- EXERCISE INSTRUCTIONS -
Quote the records word for word, starting at the line that contains "the white rectangular" and running through the end of the records, with both ends included.

- DATASET EXCERPTS -
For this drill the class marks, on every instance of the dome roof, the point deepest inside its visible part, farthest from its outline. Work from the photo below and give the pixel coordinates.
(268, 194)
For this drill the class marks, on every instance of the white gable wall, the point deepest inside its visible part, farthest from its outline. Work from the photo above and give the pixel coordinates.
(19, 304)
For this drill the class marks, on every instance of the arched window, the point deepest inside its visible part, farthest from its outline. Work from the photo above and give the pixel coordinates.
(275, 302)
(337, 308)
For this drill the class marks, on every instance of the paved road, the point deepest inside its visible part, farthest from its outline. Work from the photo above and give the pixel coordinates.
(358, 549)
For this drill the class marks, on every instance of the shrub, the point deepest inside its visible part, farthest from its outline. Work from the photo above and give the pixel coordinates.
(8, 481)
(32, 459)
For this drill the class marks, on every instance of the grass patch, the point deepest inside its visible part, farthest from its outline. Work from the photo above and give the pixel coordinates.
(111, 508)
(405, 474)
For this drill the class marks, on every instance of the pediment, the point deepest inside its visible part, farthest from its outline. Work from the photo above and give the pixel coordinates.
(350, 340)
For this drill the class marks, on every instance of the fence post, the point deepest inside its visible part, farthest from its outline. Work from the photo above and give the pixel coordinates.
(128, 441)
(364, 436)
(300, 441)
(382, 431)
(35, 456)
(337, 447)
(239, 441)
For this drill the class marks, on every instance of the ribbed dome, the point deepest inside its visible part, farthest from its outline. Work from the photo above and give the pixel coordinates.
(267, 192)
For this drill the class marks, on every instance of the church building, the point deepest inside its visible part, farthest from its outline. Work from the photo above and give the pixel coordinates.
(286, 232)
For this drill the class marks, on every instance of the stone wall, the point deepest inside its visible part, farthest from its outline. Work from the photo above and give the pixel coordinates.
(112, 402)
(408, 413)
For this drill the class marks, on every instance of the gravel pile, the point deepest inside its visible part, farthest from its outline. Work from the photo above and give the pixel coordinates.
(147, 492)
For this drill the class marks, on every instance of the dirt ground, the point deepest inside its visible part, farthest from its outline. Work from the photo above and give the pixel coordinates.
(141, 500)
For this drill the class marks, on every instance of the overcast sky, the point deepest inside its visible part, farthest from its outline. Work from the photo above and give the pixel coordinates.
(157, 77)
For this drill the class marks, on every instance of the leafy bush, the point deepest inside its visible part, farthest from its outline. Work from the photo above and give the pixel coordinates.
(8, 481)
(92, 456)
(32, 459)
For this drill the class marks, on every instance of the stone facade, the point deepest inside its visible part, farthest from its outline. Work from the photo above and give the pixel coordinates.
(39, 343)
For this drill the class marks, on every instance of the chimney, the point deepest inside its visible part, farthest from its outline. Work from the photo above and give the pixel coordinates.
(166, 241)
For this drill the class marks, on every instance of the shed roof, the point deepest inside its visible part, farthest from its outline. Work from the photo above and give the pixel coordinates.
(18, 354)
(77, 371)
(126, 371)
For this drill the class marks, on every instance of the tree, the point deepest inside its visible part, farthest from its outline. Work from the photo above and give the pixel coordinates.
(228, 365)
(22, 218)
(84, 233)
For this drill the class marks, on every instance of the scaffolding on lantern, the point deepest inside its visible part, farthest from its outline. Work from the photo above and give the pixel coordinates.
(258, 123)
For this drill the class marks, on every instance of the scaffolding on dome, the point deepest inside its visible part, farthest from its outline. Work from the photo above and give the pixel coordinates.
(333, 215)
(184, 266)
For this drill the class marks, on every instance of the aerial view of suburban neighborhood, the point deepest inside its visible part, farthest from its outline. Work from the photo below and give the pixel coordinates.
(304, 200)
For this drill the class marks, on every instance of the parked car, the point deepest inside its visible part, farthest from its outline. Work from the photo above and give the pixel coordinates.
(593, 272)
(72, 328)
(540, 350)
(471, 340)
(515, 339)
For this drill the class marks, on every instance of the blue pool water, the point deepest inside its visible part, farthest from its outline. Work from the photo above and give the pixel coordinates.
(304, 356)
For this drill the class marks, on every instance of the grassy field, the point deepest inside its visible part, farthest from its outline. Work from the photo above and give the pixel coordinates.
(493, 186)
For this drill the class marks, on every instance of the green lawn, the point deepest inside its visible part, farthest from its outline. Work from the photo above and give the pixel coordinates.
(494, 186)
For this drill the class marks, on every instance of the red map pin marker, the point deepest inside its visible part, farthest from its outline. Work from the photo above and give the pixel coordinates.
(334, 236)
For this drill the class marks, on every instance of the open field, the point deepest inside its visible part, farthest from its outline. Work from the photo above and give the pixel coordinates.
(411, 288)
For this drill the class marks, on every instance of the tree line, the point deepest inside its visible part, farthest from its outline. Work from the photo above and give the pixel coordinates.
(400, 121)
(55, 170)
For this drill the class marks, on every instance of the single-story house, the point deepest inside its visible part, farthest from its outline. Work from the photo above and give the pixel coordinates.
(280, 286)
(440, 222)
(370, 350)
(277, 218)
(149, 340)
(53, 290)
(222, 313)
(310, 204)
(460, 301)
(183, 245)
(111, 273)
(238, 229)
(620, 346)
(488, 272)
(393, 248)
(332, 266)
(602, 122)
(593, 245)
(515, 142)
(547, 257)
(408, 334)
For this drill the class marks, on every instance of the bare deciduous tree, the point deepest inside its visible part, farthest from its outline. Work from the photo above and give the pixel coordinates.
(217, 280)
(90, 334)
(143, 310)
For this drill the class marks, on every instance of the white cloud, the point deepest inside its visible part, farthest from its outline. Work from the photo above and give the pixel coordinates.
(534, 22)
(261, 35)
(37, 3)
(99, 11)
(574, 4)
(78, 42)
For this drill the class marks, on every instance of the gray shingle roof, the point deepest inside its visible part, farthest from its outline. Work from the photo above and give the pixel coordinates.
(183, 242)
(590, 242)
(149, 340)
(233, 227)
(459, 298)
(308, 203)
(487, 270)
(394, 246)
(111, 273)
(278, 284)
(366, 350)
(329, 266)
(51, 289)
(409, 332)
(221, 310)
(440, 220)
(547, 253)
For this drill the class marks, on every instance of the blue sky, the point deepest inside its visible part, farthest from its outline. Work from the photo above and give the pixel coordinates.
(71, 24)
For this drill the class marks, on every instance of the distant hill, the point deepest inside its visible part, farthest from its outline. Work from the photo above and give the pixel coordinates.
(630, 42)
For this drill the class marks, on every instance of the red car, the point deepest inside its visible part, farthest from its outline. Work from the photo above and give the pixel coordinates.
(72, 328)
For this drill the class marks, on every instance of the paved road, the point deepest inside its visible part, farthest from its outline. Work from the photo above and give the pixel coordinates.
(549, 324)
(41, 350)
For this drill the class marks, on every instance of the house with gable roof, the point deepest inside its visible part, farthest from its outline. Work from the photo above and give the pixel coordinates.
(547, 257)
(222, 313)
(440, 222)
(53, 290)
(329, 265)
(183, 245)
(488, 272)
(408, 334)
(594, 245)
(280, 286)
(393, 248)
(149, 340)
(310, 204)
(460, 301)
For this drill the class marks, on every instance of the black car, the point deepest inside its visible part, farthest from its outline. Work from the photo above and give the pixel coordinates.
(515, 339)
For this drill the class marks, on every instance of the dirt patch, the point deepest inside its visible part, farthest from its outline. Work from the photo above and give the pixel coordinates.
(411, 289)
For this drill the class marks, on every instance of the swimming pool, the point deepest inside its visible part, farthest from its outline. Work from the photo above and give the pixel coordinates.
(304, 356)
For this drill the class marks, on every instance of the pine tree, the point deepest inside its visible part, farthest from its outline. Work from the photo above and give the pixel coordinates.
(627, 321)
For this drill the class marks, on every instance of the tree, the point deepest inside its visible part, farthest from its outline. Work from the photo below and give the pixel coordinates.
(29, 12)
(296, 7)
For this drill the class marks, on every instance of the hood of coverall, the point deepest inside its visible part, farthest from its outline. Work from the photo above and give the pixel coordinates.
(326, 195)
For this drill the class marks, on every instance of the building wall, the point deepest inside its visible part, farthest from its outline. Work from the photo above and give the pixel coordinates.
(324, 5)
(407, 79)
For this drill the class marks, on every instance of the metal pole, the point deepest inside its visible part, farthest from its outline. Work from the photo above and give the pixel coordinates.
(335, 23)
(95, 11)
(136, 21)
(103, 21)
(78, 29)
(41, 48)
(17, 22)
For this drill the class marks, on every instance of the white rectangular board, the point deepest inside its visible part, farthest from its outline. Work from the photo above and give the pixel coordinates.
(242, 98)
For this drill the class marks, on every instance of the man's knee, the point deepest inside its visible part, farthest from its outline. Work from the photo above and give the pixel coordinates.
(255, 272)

- RESULT FOR THIS TASK -
For this drill the class marks, on every instance of the white rectangular board, the point deepest inside its visible part, farthest from its outline. Work from the photo above and give the pixel coordinates.
(242, 98)
For this drill the class marks, on every instance of the man's knee, the point deepest inside its visible part, farthest from its outline. Work from the photo above and give the pixel coordinates.
(255, 272)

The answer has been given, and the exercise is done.